**Task to complete:**
Repeat the data exactly, every last line of it.

***** Data supplied *****

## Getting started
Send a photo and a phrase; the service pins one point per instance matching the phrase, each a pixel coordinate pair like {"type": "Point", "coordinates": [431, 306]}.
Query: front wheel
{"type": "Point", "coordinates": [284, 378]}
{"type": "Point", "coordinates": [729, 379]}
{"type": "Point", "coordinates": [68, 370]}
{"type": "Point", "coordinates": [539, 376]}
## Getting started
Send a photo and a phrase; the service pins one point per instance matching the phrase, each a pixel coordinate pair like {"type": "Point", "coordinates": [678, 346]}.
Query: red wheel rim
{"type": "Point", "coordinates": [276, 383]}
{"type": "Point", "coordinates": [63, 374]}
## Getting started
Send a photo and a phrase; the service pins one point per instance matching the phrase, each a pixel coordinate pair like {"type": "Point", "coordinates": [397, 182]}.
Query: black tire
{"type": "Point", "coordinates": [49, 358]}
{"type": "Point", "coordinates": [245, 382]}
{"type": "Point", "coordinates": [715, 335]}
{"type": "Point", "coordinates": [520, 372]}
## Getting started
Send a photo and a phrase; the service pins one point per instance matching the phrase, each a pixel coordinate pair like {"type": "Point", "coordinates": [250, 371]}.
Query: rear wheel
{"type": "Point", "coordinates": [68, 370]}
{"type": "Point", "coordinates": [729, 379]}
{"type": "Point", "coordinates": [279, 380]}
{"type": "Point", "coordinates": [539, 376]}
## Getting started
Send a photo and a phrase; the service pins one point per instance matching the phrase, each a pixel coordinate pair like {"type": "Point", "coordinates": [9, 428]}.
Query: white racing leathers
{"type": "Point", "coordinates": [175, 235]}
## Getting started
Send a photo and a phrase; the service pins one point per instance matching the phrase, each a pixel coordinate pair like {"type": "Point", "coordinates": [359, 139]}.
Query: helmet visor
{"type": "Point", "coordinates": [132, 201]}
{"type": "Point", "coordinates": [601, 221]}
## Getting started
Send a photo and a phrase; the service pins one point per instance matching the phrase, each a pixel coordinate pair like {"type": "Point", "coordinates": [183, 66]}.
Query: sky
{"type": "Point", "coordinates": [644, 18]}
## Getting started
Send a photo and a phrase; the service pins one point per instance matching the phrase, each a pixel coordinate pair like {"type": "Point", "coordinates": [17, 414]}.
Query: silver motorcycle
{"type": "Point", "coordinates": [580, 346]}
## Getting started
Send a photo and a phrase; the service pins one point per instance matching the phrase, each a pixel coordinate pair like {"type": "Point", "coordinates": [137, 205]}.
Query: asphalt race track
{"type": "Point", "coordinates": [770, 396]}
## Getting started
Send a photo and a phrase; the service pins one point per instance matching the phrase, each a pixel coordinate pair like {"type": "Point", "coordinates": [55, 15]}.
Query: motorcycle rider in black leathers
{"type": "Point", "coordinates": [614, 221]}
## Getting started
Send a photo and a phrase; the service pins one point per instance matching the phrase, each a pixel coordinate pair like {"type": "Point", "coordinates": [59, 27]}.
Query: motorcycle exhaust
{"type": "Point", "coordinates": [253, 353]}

*****

**Solution to this exercise:**
## Getting started
Send a photo and a phrase; the service pins one point per instance matching the phrase, each a pixel coordinate pair like {"type": "Point", "coordinates": [431, 306]}.
Query: front wheel
{"type": "Point", "coordinates": [284, 378]}
{"type": "Point", "coordinates": [729, 379]}
{"type": "Point", "coordinates": [68, 370]}
{"type": "Point", "coordinates": [539, 376]}
## Getting started
Send a photo and a phrase; the service pins one point per instance matching the phrase, each a pixel coordinate pair like {"type": "Point", "coordinates": [678, 346]}.
Query: red wheel rim
{"type": "Point", "coordinates": [276, 383]}
{"type": "Point", "coordinates": [63, 374]}
## Getting started
Send a photo and a phrase; the service pins one point per instance matching the phrase, each a pixel coordinate pair like {"type": "Point", "coordinates": [397, 182]}.
Query: black tire
{"type": "Point", "coordinates": [49, 358]}
{"type": "Point", "coordinates": [245, 382]}
{"type": "Point", "coordinates": [715, 335]}
{"type": "Point", "coordinates": [520, 372]}
## Getting started
Send a photo and a phrase; the service pins one point per instance matching the phrase, each a pixel coordinate pair like {"type": "Point", "coordinates": [250, 371]}.
Query: rear wheel
{"type": "Point", "coordinates": [68, 370]}
{"type": "Point", "coordinates": [729, 379]}
{"type": "Point", "coordinates": [279, 380]}
{"type": "Point", "coordinates": [539, 376]}
## Getting started
Send a photo and a phrase; the service pins one point per instance matching the phrase, each a pixel coordinate pair like {"type": "Point", "coordinates": [9, 428]}.
Query: white racing leathers
{"type": "Point", "coordinates": [175, 235]}
## Getting started
Send a photo and a phrase; the service pins one point per instance matching the phrase, each a pixel coordinate pair like {"type": "Point", "coordinates": [359, 139]}.
Query: helmet visor
{"type": "Point", "coordinates": [132, 201]}
{"type": "Point", "coordinates": [601, 221]}
## Getting started
Send a photo and a phrase; the service pins one point per instance matching the phrase, each a pixel coordinate pair like {"type": "Point", "coordinates": [183, 66]}.
Query: sky
{"type": "Point", "coordinates": [644, 18]}
## Getting started
Send a photo and a phrase; the service pins one point per instance matching the phrase, each a pixel coordinate pair like {"type": "Point", "coordinates": [17, 414]}.
Query: silver motorcycle
{"type": "Point", "coordinates": [580, 346]}
## Getting started
Send a photo and a phrase; the service pins one point per instance matching the phrase, each a pixel coordinate pair like {"type": "Point", "coordinates": [137, 205]}.
Query: asphalt race track
{"type": "Point", "coordinates": [770, 396]}
## Getting started
Send a photo and a phrase; the service pins one point per instance matching the phrase, each a pixel coordinate pair like {"type": "Point", "coordinates": [55, 15]}.
Query: motorcycle rider in black leathers
{"type": "Point", "coordinates": [614, 221]}
## Getting started
Send a photo and a phrase; the service pins one point per instance matching the phrase, each a pixel coordinate pair like {"type": "Point", "coordinates": [59, 27]}.
Query: motorcycle exhaust
{"type": "Point", "coordinates": [253, 353]}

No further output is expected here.